- **Objective**: Substitute "place a marker on" for "drop a dot on" wherever it occurs in the listing below, and reproduce every line of the listing with nothing else altered.

══════

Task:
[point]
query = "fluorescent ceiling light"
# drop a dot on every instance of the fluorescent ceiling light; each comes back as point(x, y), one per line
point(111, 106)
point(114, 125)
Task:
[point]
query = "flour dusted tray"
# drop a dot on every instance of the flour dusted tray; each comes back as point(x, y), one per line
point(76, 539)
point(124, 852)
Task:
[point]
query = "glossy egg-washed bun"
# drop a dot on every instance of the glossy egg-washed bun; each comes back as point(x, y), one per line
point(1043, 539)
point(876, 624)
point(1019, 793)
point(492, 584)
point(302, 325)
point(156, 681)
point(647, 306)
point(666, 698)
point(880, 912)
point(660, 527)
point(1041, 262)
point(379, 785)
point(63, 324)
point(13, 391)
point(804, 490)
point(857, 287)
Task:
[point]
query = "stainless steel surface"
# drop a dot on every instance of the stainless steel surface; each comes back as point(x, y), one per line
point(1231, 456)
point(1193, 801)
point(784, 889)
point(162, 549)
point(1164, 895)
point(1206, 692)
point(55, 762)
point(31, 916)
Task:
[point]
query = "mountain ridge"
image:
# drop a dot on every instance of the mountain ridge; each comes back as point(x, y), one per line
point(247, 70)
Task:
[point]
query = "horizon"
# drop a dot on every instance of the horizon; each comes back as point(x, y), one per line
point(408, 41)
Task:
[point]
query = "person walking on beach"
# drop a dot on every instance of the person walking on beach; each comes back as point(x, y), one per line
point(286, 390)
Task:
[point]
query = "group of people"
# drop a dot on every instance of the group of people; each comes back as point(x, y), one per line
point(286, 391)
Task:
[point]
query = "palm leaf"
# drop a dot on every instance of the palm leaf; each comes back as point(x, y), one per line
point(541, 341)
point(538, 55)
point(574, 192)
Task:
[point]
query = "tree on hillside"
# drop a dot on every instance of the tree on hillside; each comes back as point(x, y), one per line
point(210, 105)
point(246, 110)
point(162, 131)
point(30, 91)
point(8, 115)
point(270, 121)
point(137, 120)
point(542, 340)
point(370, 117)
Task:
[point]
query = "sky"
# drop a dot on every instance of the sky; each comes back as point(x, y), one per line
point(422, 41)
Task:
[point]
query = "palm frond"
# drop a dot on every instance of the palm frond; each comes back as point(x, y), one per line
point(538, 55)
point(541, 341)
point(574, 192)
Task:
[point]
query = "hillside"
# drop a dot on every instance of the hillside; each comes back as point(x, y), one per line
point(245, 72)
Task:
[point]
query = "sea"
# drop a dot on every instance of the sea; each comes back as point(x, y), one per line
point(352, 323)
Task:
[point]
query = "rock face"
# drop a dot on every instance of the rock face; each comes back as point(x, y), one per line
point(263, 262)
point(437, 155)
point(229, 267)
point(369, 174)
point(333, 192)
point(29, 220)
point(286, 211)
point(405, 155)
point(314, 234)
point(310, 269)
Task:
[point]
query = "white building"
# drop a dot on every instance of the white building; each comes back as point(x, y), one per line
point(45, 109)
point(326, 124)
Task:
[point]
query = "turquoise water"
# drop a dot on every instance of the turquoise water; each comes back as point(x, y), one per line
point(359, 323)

══════

- **Problem solution**:
Task:
[point]
query = "fluorescent ceiling light"
# place a marker on every instance of the fluorescent ceiling light; each comes back as point(x, y), one per line
point(111, 106)
point(114, 125)
Task:
[point]
query = "flour dusted tray"
# place a marker on every instance of the flour dusted tray; each comes back as point(x, y), one per line
point(76, 539)
point(124, 852)
Task:
[point]
query = "glossy egg-washed bun"
# place a marker on every instance of the glossy egg-washed bun; each comes back as point(x, y), one per line
point(1043, 539)
point(876, 624)
point(1019, 793)
point(492, 584)
point(302, 325)
point(156, 681)
point(647, 306)
point(666, 698)
point(880, 912)
point(660, 527)
point(1041, 262)
point(379, 785)
point(63, 324)
point(13, 391)
point(804, 490)
point(857, 287)
Task:
[point]
query = "stainless steel surface"
# place a marker on every instance of the stainless steel surface; each comes back as point(x, y), one per line
point(1231, 456)
point(1193, 801)
point(784, 889)
point(162, 549)
point(1164, 895)
point(1206, 692)
point(55, 762)
point(31, 916)
Task:
[point]
query = "mountain ridge"
image:
# place a marker on every instance of the mountain ridge; each comes back as point(x, y), one per line
point(247, 70)
Task:
[point]
query = "horizon"
# place a marker on every instance of the horizon; each comes back as point(x, y), one per line
point(408, 41)
Task:
[point]
query = "person walking on beach"
# place a marker on every instance of the person walking on beach; each comes back as point(x, y), one per line
point(286, 390)
Task:
[point]
query = "group of people"
# place a marker on every instance of the group of people; each comes back as point(x, y), one per line
point(286, 391)
Task:
[point]
query = "palm leaf"
# place a marker on every instance of the palm leaf; each comes back as point(x, y), one per line
point(541, 341)
point(538, 55)
point(574, 192)
Task:
[point]
query = "tree on hillside"
# place a marker on every instance of the tree on hillside; each comes back as point(x, y), one per line
point(210, 105)
point(246, 110)
point(162, 131)
point(30, 91)
point(8, 115)
point(270, 121)
point(137, 120)
point(542, 340)
point(370, 117)
Task:
[point]
query = "sky"
# place a marker on every instance of the sky; each comes back as point(x, y), one per line
point(422, 41)
Task:
[point]
query = "palm frond"
# place a marker on every instance of the palm frond; each comes back as point(x, y), one per line
point(538, 55)
point(541, 341)
point(574, 192)
Task:
[point]
query = "hillside"
# place a marker on every instance of the hillside; each comes back as point(x, y), one per line
point(245, 72)
Task:
[point]
query = "sea"
# place a marker on every instance of the sea; each comes back as point(x, y), one per line
point(352, 323)
Task:
[point]
query = "rock face"
# place a marker on every instance of the rock face; each comes back as point(x, y), one per line
point(263, 262)
point(437, 155)
point(229, 267)
point(369, 174)
point(333, 192)
point(29, 220)
point(286, 211)
point(405, 155)
point(314, 234)
point(310, 269)
Task:
[point]
query = "white building"
# place a marker on every instance of the white building; each comes back as point(x, y), one per line
point(45, 109)
point(326, 124)
Task:
[point]
query = "turquoise water"
# place a marker on every instance of the turquoise water; each comes back as point(x, y), one per line
point(359, 323)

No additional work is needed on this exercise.